Your objective: Render the listing below as a Markdown table with the columns Row and Line, one row per line, numbered in order, skipping blank lines. Leave the pictures out.

Source material:
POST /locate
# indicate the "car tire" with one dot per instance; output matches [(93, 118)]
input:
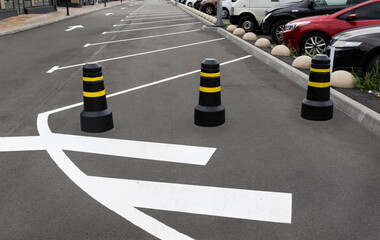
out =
[(248, 23), (276, 29), (225, 13), (314, 43), (209, 9), (372, 63)]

Full response:
| Row | Line |
|---|---|
| 1 | POST /locate |
| 2 | # indicate the "car tire" with one dot per instance; output matches [(93, 118)] |
| 3 | input: |
| 4 | out = |
| 5 | [(248, 23), (276, 29), (225, 13), (314, 43), (209, 9), (372, 63)] |